== Try it ==
Would you please restate all of the data exactly?

--*--

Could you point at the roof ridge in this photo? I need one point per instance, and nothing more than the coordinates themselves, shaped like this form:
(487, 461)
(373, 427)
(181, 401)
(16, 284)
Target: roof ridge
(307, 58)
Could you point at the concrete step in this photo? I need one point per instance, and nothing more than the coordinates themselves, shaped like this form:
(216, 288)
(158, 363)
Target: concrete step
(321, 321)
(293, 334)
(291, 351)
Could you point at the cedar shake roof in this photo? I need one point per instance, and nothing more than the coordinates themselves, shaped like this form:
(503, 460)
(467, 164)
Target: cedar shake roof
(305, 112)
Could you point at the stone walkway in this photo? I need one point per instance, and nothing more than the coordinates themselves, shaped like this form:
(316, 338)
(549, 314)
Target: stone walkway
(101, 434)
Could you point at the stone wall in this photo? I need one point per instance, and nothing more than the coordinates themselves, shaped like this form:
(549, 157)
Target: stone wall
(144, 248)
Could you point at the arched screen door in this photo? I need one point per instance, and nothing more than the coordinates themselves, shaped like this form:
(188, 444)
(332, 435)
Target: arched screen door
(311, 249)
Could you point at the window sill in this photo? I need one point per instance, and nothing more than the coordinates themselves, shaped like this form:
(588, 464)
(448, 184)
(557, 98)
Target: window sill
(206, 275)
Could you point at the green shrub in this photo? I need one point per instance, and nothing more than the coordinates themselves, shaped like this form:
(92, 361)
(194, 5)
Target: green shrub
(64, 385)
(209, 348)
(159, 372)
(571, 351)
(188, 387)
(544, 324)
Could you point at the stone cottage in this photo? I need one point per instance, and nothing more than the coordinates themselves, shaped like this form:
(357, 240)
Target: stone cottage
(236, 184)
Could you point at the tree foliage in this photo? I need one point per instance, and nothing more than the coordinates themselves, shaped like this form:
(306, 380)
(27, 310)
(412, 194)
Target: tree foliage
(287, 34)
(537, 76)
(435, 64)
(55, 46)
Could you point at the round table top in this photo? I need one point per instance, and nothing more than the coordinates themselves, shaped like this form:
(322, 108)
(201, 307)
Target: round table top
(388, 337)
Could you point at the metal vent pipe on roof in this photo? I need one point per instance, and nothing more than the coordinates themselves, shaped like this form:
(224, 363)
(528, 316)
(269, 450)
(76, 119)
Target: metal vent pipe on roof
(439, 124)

--*--

== Solution to this problem ==
Could you point at the roof ridge in this photo? I need one point per instance, and nothing more than the coordinates themselves, shaped like this form:
(487, 461)
(373, 427)
(181, 401)
(16, 284)
Target: roof ridge
(307, 58)
Could you point at the concrete step in this photo? I need one point per instance, and nothing more than the coordinates themselves, shaped like this form:
(216, 288)
(158, 363)
Target: concrete step
(321, 321)
(293, 334)
(291, 351)
Could you point at the cedar shake roof in this photo? I need one point per instance, and nothing more than the coordinates themselves, shaped like this form:
(503, 460)
(467, 164)
Target: cedar shake roof
(305, 112)
Could you point at the stone walkway in this photo? I need one point per instance, and nothing more than the coordinates themselves, shaped like this form:
(316, 338)
(549, 314)
Target: stone walkway
(101, 434)
Could you point at the stone wall in this photo? I need one point per instance, and nothing more than the coordinates themselves, shaped like this form:
(549, 157)
Target: stone wall
(144, 248)
Could you point at the arched screen door in this photo? I need one point per instance, and nothing more than the coordinates themselves, shaped like this form:
(188, 444)
(332, 435)
Target: arched screen door
(311, 249)
Could you point at the window sill in this photo? I need one point per instance, and nothing more than the coordinates themselves, shaped like this form:
(588, 464)
(448, 184)
(557, 98)
Target: window sill
(206, 275)
Could you point at the green shrub in this photo? I need one point per instance, and nothing more than the coordinates themselves, shaped like this form:
(92, 361)
(194, 5)
Target: green shrub
(64, 385)
(209, 348)
(159, 372)
(571, 351)
(188, 387)
(544, 324)
Could you point at the stone cottage in this photo? I need one point per instance, and nothing more than the coordinates themselves, shaped like this form:
(357, 240)
Target: stone cottage
(236, 184)
Could you point at the tree foliage in this photo? I need one point per instance, and nothing more than the coordinates themselves, shaped like this form:
(306, 380)
(27, 310)
(412, 194)
Target: tree foliage
(287, 34)
(537, 76)
(435, 64)
(55, 46)
Could you point at the round table top in this photo? I need one point per instance, and nothing more than the coordinates themselves, shaped like this form:
(322, 108)
(201, 307)
Target: round table top
(388, 337)
Could you point at the metal vent pipe on roof in this photo? I need one point per instance, and nothing more than the coordinates themselves, shaped like this form:
(224, 363)
(528, 316)
(269, 450)
(76, 119)
Target: metal vent pipe on roof
(439, 124)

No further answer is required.